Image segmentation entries
* * * * * * *

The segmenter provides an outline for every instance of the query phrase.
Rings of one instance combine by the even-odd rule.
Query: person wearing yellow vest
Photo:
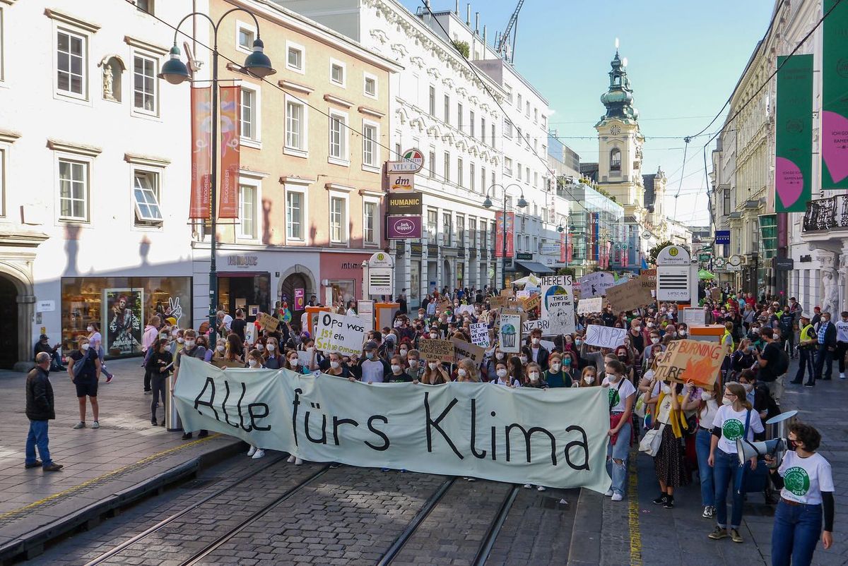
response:
[[[818,335],[816,334],[815,327],[810,324],[810,314],[801,313],[799,318],[801,326],[801,337],[798,340],[798,372],[795,377],[789,383],[799,386],[804,380],[804,372],[808,372],[810,379],[812,379],[813,368],[816,363],[816,345],[818,343]]]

* * * * * * *

## WHAT IS EXPECTED
Find each line in the entries that contains the word "instance" and copy it in full. Count a line only if the letters match in case.

## COMPLETE OUTPUT
The segmenter provides an outline for every instance of the query phrase.
Rings of one instance combine by the even-odd rule.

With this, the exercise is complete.